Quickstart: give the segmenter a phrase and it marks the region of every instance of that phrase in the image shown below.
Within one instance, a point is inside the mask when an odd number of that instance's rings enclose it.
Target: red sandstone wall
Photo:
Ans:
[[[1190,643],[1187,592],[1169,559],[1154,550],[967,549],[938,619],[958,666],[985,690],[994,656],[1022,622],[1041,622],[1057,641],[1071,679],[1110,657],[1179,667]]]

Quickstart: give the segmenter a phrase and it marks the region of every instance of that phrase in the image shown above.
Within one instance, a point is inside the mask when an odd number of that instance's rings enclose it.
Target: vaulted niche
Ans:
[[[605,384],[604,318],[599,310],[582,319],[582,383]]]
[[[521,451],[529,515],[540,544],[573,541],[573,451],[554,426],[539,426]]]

_Given problem_: Copy the data above verbatim, from its first line to its last.

_Written answer_:
Quickstart: give the segmenter a phrase and it marks the region of every instance of that phrase in the image shown below.
Within one instance, a point is inside the mask when an odd number of that instance's rings enclose it.
Target: red sandstone wall
Photo:
Ans:
[[[1190,643],[1187,592],[1169,559],[1154,550],[967,549],[938,619],[958,666],[985,690],[994,656],[1022,622],[1041,622],[1057,641],[1071,679],[1110,657],[1179,667]]]

Quickstart: give the segmenter a phrase and it marks the region of every instance of that phrase in the image shown above.
Within one instance, a point is inside the mask when an odd number of that instance's rings enclose it.
Target: vaulted niche
Ans:
[[[605,384],[604,318],[599,310],[582,319],[582,383]]]
[[[521,451],[529,515],[540,544],[573,541],[573,451],[554,426],[539,426]]]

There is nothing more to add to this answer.